* **Поставленная задача**: Соберите из приведённых ниже строк все, в которых встречается слово «light», и выпишите их без изменений.
-------------------------
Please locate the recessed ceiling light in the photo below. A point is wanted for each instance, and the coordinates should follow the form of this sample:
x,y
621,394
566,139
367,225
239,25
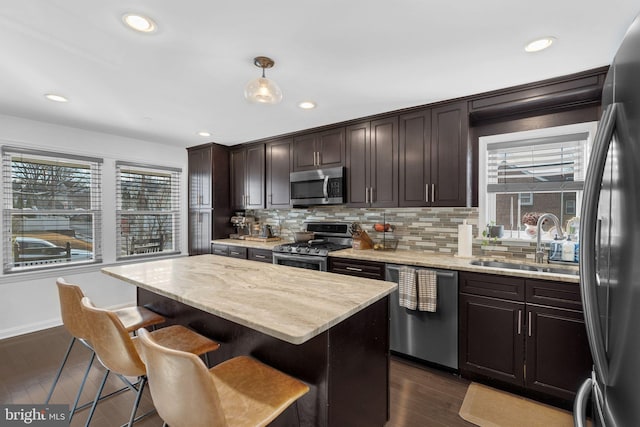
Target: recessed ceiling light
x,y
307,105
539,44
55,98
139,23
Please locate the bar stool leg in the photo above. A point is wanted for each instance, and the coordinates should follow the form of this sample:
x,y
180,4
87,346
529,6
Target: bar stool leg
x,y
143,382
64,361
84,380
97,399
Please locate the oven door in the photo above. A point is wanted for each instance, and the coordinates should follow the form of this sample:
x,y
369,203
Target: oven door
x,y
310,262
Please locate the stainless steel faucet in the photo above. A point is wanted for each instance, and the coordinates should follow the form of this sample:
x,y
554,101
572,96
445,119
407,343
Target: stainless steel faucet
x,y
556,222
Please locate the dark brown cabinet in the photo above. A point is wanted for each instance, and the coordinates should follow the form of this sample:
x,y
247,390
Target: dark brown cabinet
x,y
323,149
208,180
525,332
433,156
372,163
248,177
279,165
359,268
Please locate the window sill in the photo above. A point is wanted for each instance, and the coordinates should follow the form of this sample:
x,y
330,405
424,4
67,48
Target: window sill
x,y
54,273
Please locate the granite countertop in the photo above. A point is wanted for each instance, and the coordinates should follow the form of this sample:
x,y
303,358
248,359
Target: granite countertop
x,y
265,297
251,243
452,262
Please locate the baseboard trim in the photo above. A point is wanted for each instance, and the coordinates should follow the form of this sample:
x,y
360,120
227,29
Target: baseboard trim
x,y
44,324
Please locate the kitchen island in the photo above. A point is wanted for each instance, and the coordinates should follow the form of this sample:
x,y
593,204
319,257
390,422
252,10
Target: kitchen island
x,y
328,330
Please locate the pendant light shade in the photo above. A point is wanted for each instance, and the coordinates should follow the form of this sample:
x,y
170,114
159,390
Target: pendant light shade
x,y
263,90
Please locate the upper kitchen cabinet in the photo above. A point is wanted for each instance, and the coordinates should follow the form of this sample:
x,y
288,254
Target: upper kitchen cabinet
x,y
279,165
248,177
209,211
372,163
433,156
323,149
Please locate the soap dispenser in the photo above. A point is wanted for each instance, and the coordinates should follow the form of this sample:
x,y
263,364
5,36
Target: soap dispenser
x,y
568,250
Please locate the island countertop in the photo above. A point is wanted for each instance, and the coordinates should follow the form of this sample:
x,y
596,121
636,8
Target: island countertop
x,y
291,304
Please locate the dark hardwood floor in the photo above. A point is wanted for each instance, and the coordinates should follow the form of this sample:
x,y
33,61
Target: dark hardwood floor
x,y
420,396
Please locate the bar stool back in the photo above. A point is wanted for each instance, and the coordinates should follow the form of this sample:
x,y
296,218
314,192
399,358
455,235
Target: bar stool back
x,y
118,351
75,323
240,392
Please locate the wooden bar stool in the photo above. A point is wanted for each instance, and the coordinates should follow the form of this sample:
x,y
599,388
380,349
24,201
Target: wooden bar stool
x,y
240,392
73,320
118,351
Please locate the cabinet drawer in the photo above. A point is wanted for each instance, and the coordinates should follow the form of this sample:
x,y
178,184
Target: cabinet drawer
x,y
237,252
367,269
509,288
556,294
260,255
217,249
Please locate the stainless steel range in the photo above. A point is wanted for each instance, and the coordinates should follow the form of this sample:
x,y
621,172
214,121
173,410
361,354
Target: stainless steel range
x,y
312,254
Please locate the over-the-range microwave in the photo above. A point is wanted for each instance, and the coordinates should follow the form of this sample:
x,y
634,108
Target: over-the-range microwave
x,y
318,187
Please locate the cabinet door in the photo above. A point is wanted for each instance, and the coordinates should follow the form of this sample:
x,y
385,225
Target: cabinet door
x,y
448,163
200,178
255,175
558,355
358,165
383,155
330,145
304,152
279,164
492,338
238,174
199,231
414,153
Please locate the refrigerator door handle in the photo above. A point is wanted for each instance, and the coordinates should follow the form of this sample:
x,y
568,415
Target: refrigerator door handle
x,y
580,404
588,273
-------------------------
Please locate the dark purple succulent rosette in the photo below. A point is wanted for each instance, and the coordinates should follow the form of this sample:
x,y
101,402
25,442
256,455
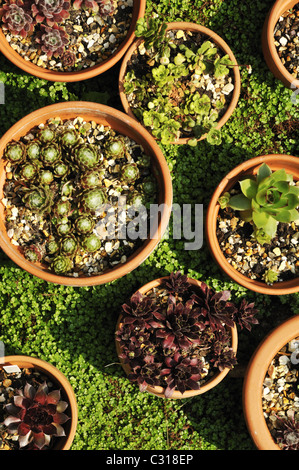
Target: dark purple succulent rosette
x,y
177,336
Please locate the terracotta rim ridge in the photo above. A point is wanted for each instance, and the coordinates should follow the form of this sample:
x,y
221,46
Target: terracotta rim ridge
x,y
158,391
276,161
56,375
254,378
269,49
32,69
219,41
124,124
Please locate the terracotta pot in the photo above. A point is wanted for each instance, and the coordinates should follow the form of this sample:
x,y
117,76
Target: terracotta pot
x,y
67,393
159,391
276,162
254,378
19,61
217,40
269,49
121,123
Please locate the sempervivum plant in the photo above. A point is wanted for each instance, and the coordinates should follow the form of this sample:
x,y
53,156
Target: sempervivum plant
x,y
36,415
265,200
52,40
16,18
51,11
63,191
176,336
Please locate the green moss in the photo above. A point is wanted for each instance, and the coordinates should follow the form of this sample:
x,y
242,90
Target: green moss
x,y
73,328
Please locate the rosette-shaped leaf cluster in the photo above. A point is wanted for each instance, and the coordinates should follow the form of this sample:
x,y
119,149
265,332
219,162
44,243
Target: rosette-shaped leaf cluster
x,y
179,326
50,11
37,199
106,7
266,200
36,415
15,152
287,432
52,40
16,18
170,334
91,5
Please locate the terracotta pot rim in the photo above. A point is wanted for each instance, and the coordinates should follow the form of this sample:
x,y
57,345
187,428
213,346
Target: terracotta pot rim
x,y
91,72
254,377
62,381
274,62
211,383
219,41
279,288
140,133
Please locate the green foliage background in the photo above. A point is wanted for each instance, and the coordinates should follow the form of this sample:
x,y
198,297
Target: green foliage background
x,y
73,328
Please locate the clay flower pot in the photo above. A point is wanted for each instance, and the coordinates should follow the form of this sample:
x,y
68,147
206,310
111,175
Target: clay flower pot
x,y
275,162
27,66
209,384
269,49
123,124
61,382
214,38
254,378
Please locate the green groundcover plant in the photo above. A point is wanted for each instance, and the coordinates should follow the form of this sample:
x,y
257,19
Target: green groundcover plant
-------------------------
* **Ожидаемый ответ**:
Please locate the recessed ceiling light in the photo below. A point is wanted for each instance, and the coordinates should follow the form of this sample:
Target: recessed ceiling light
Please locate the pendant light shade in the photo above. A point is wanted for each instance, and the coordinates should follow the form of this sample:
Target: pendant light shade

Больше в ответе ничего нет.